Actions to take
**a.** Reproduce the forum thread on ARDL modelling word for word, from start to finish.
**b.** Find every line in the records that contains the word "white" and copy each of those lines.

Excerpt to read
>>>
ARDL Modelling

Jonno WIlkes

Join Date: Apr 2020

Posts: 4
#1

ARDL Modelling

06 Apr 2020, 12:13

I am running some analysis looking at the effect of a depreciation of a currency on commodity trade. My variables are stationary, so i applied first difference to them and one variable was still non stationary. I applied varsoc to the variables in original log form and the first differenced variables and the optimal number of lags was 4. I then applied Vecrank and it showed that the variables are cointegrated at order 2. I applied ARDL with 4 lags. An error then occurs saying -

ardl lnrex lnx lnm lnukgdp lnchinagdp, lags(4 4 4 4 4) ec
note: L.lnchinagdp omitted because of collinearity
note: L3.lnchinagdp omitted because of collinearity
note: L4.lnchinagdp omitted because of collinearity
Collinear variables detected.

What does this mean. I am able to generate ARDL results using 3 lags which is confusing
Tags: None
Justin Niakamal

Join Date: Aug 2017

Posts: 757
#2

06 Apr 2020, 13:12

ardl is a user-written command by Sebastian Kripfganz and Daniel Schneider.
<<<
Provided data
>>>
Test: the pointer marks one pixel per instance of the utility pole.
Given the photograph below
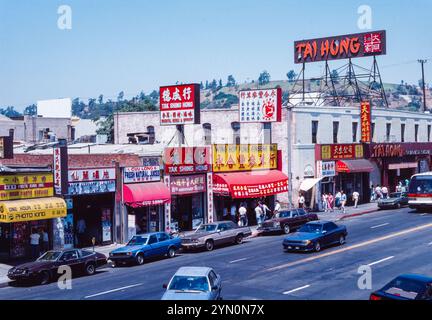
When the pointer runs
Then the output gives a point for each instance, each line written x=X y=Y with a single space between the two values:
x=422 y=62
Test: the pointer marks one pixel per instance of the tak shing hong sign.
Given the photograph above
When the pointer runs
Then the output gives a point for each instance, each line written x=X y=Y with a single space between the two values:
x=365 y=118
x=340 y=47
x=180 y=104
x=186 y=160
x=260 y=105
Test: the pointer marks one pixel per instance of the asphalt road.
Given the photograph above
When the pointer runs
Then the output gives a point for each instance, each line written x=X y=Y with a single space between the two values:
x=391 y=242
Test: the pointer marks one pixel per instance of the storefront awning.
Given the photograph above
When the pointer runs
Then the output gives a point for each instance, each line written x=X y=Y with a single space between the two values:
x=252 y=184
x=308 y=184
x=404 y=165
x=353 y=166
x=32 y=209
x=146 y=194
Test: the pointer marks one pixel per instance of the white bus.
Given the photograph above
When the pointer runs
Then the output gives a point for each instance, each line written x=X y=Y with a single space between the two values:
x=420 y=191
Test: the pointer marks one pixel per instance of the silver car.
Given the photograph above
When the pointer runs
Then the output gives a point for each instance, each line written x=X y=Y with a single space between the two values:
x=194 y=283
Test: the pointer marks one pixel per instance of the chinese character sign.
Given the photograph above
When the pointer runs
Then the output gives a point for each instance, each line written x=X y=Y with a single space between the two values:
x=365 y=118
x=340 y=47
x=244 y=157
x=180 y=104
x=260 y=105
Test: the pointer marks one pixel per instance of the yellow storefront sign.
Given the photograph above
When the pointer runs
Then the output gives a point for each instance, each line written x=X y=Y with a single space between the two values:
x=244 y=157
x=32 y=209
x=24 y=186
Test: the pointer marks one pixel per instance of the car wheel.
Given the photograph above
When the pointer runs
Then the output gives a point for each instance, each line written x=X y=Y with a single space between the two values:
x=171 y=252
x=90 y=269
x=45 y=277
x=209 y=245
x=239 y=239
x=140 y=259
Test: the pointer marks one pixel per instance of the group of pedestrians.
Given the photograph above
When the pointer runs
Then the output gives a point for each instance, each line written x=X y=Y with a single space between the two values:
x=39 y=242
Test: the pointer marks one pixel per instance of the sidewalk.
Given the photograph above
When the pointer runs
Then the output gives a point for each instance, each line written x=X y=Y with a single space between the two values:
x=337 y=215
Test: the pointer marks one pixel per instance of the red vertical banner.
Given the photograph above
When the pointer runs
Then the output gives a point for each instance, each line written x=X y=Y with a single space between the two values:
x=365 y=120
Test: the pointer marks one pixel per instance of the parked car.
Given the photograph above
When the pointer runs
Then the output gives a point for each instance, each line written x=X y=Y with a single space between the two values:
x=313 y=236
x=213 y=234
x=144 y=246
x=405 y=287
x=45 y=268
x=395 y=200
x=194 y=283
x=287 y=220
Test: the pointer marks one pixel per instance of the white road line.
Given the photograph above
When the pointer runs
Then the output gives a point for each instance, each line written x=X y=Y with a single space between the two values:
x=379 y=261
x=113 y=290
x=297 y=289
x=238 y=260
x=380 y=225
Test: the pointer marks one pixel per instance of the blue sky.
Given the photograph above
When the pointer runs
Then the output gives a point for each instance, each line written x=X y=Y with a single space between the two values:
x=135 y=45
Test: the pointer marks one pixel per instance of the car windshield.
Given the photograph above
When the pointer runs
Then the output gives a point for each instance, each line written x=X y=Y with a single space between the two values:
x=49 y=256
x=395 y=195
x=189 y=283
x=406 y=288
x=137 y=240
x=311 y=228
x=207 y=227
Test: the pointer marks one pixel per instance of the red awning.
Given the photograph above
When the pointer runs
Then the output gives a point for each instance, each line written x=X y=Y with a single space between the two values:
x=252 y=184
x=353 y=166
x=146 y=194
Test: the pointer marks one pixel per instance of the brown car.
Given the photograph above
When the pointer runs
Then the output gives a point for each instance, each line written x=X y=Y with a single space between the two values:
x=46 y=267
x=287 y=220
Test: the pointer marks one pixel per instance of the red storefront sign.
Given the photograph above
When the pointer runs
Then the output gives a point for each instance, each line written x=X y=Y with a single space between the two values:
x=179 y=104
x=339 y=151
x=365 y=118
x=186 y=160
x=340 y=47
x=188 y=184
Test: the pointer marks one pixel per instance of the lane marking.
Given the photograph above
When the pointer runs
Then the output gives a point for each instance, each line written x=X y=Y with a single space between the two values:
x=238 y=260
x=380 y=225
x=352 y=247
x=379 y=261
x=113 y=290
x=296 y=289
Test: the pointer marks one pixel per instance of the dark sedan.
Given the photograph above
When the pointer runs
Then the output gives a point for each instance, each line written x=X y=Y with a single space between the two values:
x=46 y=267
x=395 y=200
x=405 y=287
x=287 y=220
x=315 y=235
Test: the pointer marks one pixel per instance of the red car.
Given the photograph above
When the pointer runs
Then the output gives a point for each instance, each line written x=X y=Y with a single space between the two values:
x=287 y=220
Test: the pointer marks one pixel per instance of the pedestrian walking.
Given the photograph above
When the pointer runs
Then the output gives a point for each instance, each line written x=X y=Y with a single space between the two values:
x=301 y=201
x=259 y=214
x=330 y=202
x=324 y=202
x=34 y=243
x=343 y=200
x=243 y=215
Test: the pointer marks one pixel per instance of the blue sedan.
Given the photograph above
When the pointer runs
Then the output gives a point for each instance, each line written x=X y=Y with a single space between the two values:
x=313 y=236
x=145 y=246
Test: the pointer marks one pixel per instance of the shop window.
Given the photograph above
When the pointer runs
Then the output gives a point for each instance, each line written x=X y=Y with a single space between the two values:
x=388 y=131
x=335 y=131
x=314 y=131
x=354 y=127
x=236 y=132
x=207 y=133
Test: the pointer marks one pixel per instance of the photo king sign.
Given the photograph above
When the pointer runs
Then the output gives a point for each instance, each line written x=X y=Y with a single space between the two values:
x=340 y=47
x=179 y=104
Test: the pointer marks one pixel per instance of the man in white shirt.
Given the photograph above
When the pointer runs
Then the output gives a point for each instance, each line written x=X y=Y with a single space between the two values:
<<<
Exercise answers
**a.**
ARDL Modelling

Jonno WIlkes

Join Date: Apr 2020

Posts: 4
#1

ARDL Modelling

06 Apr 2020, 12:13

I am running some analysis looking at the effect of a depreciation of a currency on commodity trade. My variables are stationary, so i applied first difference to them and one variable was still non stationary. I applied varsoc to the variables in original log form and the first differenced variables and the optimal number of lags was 4. I then applied Vecrank and it showed that the variables are cointegrated at order 2. I applied ARDL with 4 lags. An error then occurs saying -

ardl lnrex lnx lnm lnukgdp lnchinagdp, lags(4 4 4 4 4) ec
note: L.lnchinagdp omitted because of collinearity
note: L3.lnchinagdp omitted because of collinearity
note: L4.lnchinagdp omitted because of collinearity
Collinear variables detected.

What does this mean. I am able to generate ARDL results using 3 lags which is confusing
Tags: None
Justin Niakamal

Join Date: Aug 2017

Posts: 757
#2

06 Apr 2020, 13:12

ardl is a user-written command by Sebastian Kripfganz and Daniel Schneider.

**b.**
Test: the pointer marks one pixel per instance of the white bus.
Test: the pointer marks one pixel per instance of the white road line.
Test: the pointer marks one pixel per instance of the man in white shirt.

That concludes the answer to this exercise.